JOB -> Please reproduce the article on teens' views of gender roles at home word for word, in full.

PASSAGE PROVIDED ->
Back to the '50s? Many Teens Say Man Should Be in Charge at Home
American teens have no problem with gender equality in the workplace, but home life is a different story.
A new report released today (March 31) by the Council on Contemporary Families (CCF) finds that modern high school seniors increasingly believe that everyone is better off if the man is the achiever outside the home while the woman takes care of domestic duties. In 1992, 58 percent of high school seniors disagreed that male-breadwinner arrangements were best. By 2014, the most recent year that survey data are available, that number had slipped to 42 percent.
"It's been a steady reversal," said study co-author Joanna Pepin, a doctoral candidate in sociology at the University of Maryland. [Top 12 Warrior Moms in History]
A complex relationship with gender
The findings reveal a complicated approach toward gender among the youngest millennials. They are based on repeated surveys of each year's high school seniors called the Monitoring the Future Project. Each year since 1975, a sample of seniors has answered the same questions, allowing comparisons between age cohorts.

DATASET RECORDS ->
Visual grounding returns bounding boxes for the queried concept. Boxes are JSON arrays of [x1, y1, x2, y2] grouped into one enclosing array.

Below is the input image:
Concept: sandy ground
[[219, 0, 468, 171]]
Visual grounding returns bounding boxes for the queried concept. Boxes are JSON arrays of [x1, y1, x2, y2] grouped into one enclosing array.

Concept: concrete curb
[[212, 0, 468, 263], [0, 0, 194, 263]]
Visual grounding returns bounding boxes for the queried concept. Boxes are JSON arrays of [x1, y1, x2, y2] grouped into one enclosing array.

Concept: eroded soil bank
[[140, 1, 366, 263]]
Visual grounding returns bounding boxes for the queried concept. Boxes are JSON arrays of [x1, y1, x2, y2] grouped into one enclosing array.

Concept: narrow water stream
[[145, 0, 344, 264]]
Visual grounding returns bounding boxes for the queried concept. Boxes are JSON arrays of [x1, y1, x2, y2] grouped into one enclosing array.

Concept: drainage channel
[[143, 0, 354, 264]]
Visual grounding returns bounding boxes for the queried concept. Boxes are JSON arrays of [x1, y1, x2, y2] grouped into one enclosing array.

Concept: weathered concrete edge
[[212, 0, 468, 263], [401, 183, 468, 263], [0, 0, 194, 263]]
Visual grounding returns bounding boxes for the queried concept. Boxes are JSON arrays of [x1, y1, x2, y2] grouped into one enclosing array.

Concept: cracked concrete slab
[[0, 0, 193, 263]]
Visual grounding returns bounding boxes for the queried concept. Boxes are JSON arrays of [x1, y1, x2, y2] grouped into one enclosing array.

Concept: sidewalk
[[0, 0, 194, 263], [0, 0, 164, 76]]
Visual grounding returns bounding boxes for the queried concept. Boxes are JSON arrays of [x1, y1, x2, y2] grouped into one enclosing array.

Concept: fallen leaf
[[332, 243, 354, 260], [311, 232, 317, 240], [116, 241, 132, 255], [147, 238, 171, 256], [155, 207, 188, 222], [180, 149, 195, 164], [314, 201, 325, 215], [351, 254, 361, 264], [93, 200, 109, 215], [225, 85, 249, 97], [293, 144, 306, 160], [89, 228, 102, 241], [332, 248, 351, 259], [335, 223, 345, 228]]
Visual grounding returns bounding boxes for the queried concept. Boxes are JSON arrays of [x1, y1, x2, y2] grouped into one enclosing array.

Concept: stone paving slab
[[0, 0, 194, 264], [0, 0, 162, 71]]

EXPECTED ANSWER ->
Back to the '50s? Many Teens Say Man Should Be in Charge at Home
American teens have no problem with gender equality in the workplace, but home life is a different story.
A new report released today (March 31) by the Council on Contemporary Families (CCF) finds that modern high school seniors increasingly believe that everyone is better off if the man is the achiever outside the home while the woman takes care of domestic duties. In 1992, 58 percent of high school seniors disagreed that male-breadwinner arrangements were best. By 2014, the most recent year that survey data are available, that number had slipped to 42 percent.
"It's been a steady reversal," said study co-author Joanna Pepin, a doctoral candidate in sociology at the University of Maryland. [Top 12 Warrior Moms in History]
A complex relationship with gender
The findings reveal a complicated approach toward gender among the youngest millennials. They are based on repeated surveys of each year's high school seniors called the Monitoring the Future Project. Each year since 1975, a sample of seniors has answered the same questions, allowing comparisons between age cohorts.